» **EXERCISE**
Please repeat the items below verbatim, from the line containing "IMPORTANT: every patch" through the line containing "[292,286,311,300]", including both of those lines.

+++ RECORDS SHOWN

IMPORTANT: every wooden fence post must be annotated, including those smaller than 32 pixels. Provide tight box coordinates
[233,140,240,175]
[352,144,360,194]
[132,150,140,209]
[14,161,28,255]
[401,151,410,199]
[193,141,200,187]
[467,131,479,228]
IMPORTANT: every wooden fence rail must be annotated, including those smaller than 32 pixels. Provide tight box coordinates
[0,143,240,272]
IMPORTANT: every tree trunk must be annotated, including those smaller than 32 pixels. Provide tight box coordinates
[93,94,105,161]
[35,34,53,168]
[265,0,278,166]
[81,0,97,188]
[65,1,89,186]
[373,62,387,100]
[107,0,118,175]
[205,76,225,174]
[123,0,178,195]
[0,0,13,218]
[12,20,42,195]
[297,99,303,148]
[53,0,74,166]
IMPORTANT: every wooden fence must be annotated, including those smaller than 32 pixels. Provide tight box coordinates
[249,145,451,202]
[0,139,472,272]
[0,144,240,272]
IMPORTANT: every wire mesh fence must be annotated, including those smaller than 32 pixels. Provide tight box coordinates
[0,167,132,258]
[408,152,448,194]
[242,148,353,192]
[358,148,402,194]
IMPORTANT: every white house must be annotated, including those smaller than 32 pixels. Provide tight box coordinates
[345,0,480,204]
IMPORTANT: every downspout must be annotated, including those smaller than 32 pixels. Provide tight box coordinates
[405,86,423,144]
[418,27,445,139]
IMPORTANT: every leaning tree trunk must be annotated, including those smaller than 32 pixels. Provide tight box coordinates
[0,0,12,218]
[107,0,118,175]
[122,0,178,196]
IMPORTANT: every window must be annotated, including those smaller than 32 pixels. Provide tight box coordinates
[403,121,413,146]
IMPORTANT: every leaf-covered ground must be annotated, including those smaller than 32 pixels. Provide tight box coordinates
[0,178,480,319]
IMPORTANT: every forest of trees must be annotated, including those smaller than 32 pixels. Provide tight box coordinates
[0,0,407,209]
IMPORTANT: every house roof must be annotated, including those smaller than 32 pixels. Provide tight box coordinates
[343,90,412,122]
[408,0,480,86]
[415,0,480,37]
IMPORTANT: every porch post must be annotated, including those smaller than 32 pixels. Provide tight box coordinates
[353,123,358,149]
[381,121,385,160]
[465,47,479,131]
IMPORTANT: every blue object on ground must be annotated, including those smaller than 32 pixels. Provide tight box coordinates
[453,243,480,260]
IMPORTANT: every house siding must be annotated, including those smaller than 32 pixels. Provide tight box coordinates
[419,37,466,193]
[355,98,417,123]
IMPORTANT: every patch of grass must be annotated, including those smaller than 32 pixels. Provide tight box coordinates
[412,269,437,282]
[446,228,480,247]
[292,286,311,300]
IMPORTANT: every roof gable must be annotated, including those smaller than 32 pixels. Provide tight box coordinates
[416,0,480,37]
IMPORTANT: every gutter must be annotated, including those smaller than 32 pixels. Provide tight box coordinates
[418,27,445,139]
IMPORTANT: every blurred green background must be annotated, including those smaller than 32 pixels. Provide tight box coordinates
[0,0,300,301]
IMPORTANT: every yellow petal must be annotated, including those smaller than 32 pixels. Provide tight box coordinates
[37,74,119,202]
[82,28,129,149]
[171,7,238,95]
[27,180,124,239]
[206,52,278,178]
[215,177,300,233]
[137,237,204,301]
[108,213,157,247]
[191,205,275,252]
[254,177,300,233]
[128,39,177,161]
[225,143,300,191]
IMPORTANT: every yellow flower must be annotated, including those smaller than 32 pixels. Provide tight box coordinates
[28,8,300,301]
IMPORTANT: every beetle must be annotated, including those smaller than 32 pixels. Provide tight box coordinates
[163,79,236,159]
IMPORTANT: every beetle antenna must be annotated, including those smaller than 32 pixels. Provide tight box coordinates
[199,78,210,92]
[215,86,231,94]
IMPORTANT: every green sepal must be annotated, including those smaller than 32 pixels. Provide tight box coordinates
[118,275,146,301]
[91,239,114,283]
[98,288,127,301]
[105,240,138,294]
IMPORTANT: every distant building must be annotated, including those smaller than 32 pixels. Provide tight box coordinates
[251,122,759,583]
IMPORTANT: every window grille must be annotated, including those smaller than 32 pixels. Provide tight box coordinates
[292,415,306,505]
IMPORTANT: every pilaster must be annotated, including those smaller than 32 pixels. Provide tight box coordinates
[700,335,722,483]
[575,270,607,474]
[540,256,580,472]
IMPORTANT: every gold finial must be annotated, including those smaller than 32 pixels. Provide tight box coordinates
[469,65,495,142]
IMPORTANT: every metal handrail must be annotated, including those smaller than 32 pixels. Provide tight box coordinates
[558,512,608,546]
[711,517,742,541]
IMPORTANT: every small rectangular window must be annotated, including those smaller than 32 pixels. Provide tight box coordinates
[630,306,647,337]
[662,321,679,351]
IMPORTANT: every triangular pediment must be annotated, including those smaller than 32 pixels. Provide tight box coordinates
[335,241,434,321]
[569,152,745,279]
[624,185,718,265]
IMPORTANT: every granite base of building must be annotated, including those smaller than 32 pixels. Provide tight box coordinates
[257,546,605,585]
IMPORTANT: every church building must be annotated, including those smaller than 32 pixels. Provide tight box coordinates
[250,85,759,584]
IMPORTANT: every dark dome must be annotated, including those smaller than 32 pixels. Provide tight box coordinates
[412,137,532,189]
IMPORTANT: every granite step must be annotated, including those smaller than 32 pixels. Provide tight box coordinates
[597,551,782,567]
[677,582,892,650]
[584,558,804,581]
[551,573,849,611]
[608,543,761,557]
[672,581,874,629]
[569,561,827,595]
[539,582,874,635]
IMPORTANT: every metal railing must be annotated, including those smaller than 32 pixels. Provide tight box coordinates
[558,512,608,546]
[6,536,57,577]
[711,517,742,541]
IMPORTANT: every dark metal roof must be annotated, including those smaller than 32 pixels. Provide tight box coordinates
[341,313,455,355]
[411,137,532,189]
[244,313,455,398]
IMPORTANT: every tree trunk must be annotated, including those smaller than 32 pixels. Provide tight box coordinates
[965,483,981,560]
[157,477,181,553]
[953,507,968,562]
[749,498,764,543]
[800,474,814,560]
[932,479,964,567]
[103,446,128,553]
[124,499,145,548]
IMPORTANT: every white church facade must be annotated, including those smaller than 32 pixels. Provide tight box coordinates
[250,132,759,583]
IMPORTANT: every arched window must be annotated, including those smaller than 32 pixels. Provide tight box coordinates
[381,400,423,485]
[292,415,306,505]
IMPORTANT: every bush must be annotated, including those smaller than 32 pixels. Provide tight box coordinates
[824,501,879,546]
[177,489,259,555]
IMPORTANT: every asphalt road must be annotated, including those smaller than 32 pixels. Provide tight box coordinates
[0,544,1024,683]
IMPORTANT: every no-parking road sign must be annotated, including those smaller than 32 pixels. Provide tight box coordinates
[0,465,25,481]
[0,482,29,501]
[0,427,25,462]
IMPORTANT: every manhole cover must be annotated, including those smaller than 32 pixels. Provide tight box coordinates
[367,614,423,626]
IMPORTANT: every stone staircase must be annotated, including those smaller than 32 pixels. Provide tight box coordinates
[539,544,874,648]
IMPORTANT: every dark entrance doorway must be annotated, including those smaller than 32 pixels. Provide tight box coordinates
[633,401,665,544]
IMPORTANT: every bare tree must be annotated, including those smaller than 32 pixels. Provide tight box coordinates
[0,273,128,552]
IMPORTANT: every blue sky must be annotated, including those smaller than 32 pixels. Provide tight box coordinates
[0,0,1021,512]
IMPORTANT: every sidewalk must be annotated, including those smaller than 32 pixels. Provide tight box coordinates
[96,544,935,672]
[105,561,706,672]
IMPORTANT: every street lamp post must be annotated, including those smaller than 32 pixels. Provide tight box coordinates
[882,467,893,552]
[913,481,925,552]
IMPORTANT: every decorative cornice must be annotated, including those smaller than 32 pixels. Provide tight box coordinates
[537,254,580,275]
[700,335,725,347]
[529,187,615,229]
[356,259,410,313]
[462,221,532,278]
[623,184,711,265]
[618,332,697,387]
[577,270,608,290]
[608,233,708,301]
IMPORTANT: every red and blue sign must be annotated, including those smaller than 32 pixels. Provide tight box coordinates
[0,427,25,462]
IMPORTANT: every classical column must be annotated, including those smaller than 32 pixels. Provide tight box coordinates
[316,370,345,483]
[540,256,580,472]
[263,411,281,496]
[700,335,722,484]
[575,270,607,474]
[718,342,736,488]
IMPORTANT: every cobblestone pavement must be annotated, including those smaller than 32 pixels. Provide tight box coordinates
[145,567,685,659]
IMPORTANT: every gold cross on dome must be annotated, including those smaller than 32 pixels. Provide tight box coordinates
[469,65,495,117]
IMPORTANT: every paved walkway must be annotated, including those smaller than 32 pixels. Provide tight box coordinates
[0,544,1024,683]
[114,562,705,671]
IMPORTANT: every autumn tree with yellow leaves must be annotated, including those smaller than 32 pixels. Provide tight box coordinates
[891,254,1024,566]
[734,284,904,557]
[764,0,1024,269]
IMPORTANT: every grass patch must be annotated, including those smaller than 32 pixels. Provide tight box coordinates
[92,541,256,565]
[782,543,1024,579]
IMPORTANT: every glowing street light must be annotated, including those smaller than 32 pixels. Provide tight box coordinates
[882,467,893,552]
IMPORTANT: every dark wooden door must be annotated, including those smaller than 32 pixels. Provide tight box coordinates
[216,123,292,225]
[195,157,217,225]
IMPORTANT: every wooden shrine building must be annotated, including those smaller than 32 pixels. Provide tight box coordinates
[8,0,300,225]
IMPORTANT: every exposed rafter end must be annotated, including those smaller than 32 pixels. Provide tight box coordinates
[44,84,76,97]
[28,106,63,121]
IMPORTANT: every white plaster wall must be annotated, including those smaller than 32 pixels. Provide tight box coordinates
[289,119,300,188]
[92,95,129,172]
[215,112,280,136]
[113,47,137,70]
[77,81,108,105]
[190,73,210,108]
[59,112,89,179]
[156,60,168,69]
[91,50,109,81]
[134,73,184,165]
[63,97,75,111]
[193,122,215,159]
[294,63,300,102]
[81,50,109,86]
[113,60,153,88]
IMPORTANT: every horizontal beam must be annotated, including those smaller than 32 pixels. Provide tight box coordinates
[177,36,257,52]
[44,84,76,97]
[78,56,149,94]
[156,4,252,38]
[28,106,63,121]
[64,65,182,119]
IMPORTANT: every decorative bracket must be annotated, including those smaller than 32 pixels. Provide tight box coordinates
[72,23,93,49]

++++++

» **SOLUTION TO THE PROBLEM**
IMPORTANT: every patch of grass must be annotated, including those smaller than 32 pixels. Provide tight box coordinates
[412,269,437,282]
[446,228,480,247]
[292,286,311,300]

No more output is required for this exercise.